### [Task statement]
Go through the records and set each one down exactly, skipping any picture.

[Start of Attachment]

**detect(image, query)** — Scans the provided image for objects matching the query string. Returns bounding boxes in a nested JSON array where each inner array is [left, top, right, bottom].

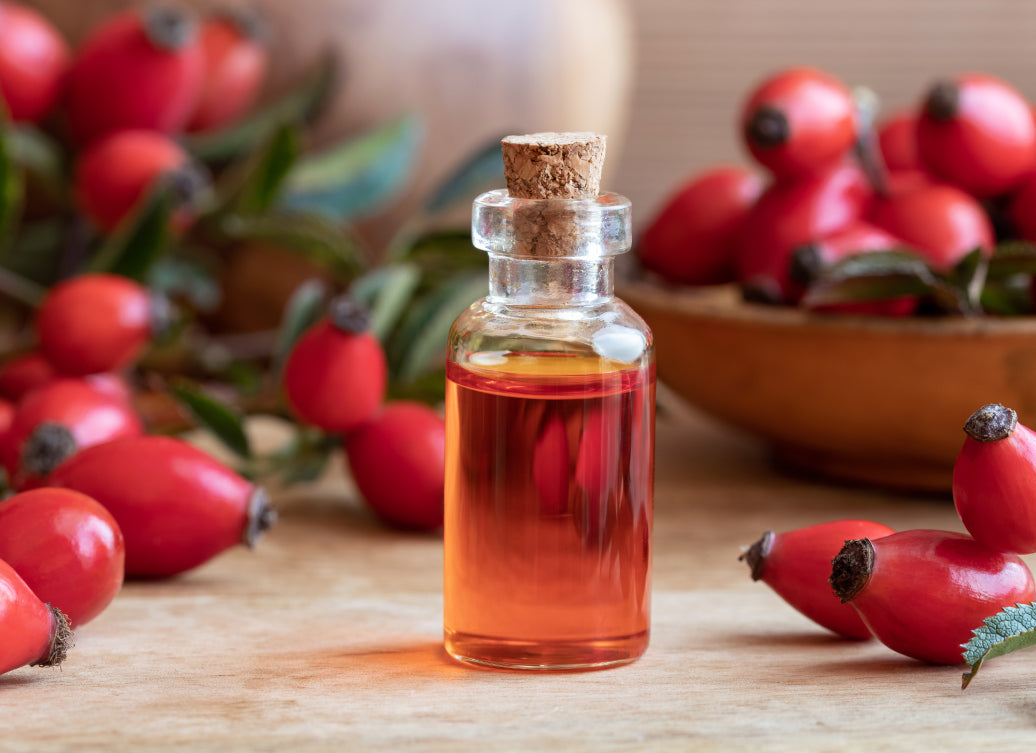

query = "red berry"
[[1006, 171, 1036, 243], [877, 110, 923, 173], [0, 488, 124, 627], [63, 6, 204, 145], [868, 182, 994, 271], [637, 165, 762, 285], [49, 435, 275, 578], [2, 379, 143, 489], [917, 74, 1036, 198], [0, 558, 72, 675], [37, 273, 155, 376], [187, 11, 268, 132], [283, 298, 387, 434], [344, 401, 445, 531], [742, 519, 894, 639], [734, 164, 872, 299], [0, 1, 69, 123], [74, 130, 201, 233], [742, 67, 857, 180], [952, 404, 1036, 554], [0, 352, 56, 401], [830, 530, 1035, 664]]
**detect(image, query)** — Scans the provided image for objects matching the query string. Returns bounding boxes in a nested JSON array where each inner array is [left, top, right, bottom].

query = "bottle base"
[[444, 629, 649, 671]]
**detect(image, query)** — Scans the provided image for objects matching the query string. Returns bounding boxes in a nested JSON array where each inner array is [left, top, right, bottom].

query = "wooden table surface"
[[6, 396, 1036, 752]]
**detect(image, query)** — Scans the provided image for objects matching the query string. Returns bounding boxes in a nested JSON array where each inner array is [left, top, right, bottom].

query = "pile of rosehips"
[[743, 402, 1036, 668], [638, 66, 1036, 315]]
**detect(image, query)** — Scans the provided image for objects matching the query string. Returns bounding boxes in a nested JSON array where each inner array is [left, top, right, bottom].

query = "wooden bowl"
[[619, 280, 1036, 493]]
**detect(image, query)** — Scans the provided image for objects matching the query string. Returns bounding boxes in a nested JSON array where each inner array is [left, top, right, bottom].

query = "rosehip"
[[952, 403, 1036, 554], [344, 401, 445, 531], [49, 435, 275, 578], [1, 379, 143, 489], [741, 67, 857, 180], [0, 558, 72, 676], [36, 274, 157, 376], [74, 130, 204, 233], [63, 6, 204, 145], [187, 10, 269, 132], [917, 74, 1036, 198], [283, 297, 387, 434], [532, 412, 570, 515], [868, 182, 994, 271], [637, 165, 763, 285], [877, 110, 922, 173], [741, 519, 894, 639], [735, 164, 872, 299], [830, 530, 1035, 664], [1007, 171, 1036, 243], [0, 352, 57, 401], [0, 1, 70, 123], [0, 488, 123, 627]]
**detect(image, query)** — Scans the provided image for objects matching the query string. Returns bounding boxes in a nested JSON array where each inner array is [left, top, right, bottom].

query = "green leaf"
[[987, 241, 1036, 279], [168, 379, 252, 459], [185, 53, 337, 164], [147, 253, 221, 312], [423, 137, 504, 214], [6, 125, 63, 199], [946, 247, 988, 312], [279, 113, 422, 221], [349, 263, 421, 342], [87, 185, 174, 280], [0, 125, 25, 253], [218, 123, 301, 214], [273, 278, 329, 369], [405, 229, 486, 271], [980, 275, 1034, 316], [962, 602, 1036, 689]]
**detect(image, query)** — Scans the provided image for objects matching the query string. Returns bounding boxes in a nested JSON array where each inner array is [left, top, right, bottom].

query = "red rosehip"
[[0, 1, 69, 123], [74, 130, 203, 234], [742, 519, 894, 640], [344, 401, 445, 531], [36, 273, 156, 376], [741, 67, 857, 180], [868, 182, 994, 271], [0, 353, 56, 401], [952, 404, 1036, 554], [830, 530, 1035, 665], [532, 412, 569, 515], [0, 558, 72, 676], [917, 74, 1036, 198], [789, 223, 918, 316], [735, 164, 872, 299], [187, 10, 269, 132], [637, 165, 763, 285], [283, 298, 387, 434], [0, 488, 124, 627], [63, 6, 204, 145], [49, 435, 275, 578], [1, 379, 143, 490], [1006, 171, 1036, 243], [877, 110, 923, 173]]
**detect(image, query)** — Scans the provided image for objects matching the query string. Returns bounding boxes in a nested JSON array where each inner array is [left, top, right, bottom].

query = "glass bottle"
[[443, 133, 655, 670]]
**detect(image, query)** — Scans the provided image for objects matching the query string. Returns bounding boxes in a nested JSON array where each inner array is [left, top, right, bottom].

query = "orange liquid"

[End of Attachment]

### [Response area]
**detect(image, query)** — Scans the provided image for objects matching the query string. Returns bounding boxes in a nested JSON array where each inner array is [left, top, right, bottom].


query = "red berry"
[[1006, 171, 1036, 243], [877, 110, 923, 173], [0, 488, 124, 627], [63, 6, 204, 145], [868, 182, 994, 271], [637, 165, 762, 285], [49, 435, 275, 578], [2, 379, 143, 489], [917, 74, 1036, 198], [0, 558, 72, 675], [37, 273, 155, 376], [187, 11, 268, 132], [283, 298, 387, 434], [344, 401, 445, 531], [742, 519, 894, 639], [734, 164, 872, 299], [0, 1, 69, 123], [74, 130, 201, 233], [742, 67, 857, 180], [952, 404, 1036, 554], [0, 352, 56, 401], [830, 530, 1035, 664]]
**detect(image, query)** — Scans the provided image for objects matching the query string. Returns bounding boxes in a nested JSON array where each inner array is [left, top, right, bottom].

query = "bottle base"
[[444, 629, 649, 671]]
**detect(image, query)** — Scans the provided image for objects matching the query string. Returns bounding boxes in a nested JSON array where each inner array is [left, top, right, bottom].

query = "wooden table surface"
[[6, 396, 1036, 752]]
**detect(image, query)** — Scans the provided image for objects matching the query string. Returns bounding boxes in a nested JSON array where each inner array is [left, top, right, bottom].

query = "pile of rosehips"
[[743, 402, 1036, 668], [638, 66, 1036, 315]]
**detect(image, query)** — Scans the provided image for objects matching the query string. Returns bounding boxes in a nested JSON array where each inner array is [left, top, right, bottom].

query = "wooden bowl"
[[619, 280, 1036, 493]]
**detect(image, query)** — Scans the provided image for objects matching the query string. Returns bounding boxes in a nested JSON array where each inner array is [left, top, right, bottom].

query = "rosehip"
[[952, 403, 1036, 554], [344, 401, 445, 531], [49, 435, 275, 578], [1, 379, 143, 489], [741, 67, 857, 180], [0, 558, 72, 676], [36, 274, 157, 376], [74, 130, 204, 233], [63, 6, 204, 145], [187, 10, 269, 132], [917, 74, 1036, 198], [283, 297, 387, 434], [532, 412, 570, 515], [868, 182, 994, 271], [637, 165, 763, 285], [877, 110, 922, 173], [741, 519, 894, 639], [735, 164, 872, 299], [830, 530, 1035, 664], [1007, 171, 1036, 243], [0, 352, 57, 401], [0, 1, 70, 123], [0, 488, 123, 627]]
**detect(image, query)** — Scans the provided image for objects matching the query string. Returns bounding boxes in a nested JSON array where each inner array is [left, top, right, bottom].

query = "green leaf"
[[987, 241, 1036, 279], [168, 379, 252, 459], [185, 53, 337, 164], [147, 253, 221, 312], [423, 137, 504, 214], [6, 125, 63, 199], [946, 247, 988, 312], [279, 113, 422, 221], [349, 263, 421, 342], [87, 185, 174, 280], [0, 125, 25, 253], [218, 123, 301, 214], [273, 278, 329, 369], [405, 229, 486, 271], [980, 275, 1034, 316], [962, 602, 1036, 689]]
**detect(image, query)** — Scans the provided image for objects matching the query string. Returns bounding boxes in a nested JSON array where each inner array is [left, top, right, bottom].

query = "red rosehip"
[[0, 1, 69, 123], [74, 130, 203, 234], [742, 519, 894, 640], [344, 401, 445, 531], [36, 273, 156, 376], [741, 67, 857, 180], [868, 182, 994, 271], [0, 353, 56, 401], [952, 404, 1036, 554], [830, 530, 1035, 665], [532, 412, 569, 515], [0, 558, 72, 676], [917, 74, 1036, 198], [789, 223, 918, 316], [735, 164, 872, 299], [187, 10, 269, 132], [637, 165, 763, 285], [283, 298, 387, 434], [0, 488, 124, 627], [63, 6, 204, 145], [49, 435, 275, 578], [1, 379, 143, 490], [1006, 171, 1036, 243], [877, 110, 923, 173]]
**detect(image, query)** — Scans the provided image for objects matching the query string. Returns bounding boxes in a nested JSON array where each inner array is [left, top, right, bottom].

query = "glass bottle"
[[443, 133, 655, 670]]
**detect(image, query)** — Scans the provided image for objects matching the query string. Returns bounding boxes in a nested JSON array where each inner array is [left, top, right, bottom].

query = "orange liquid"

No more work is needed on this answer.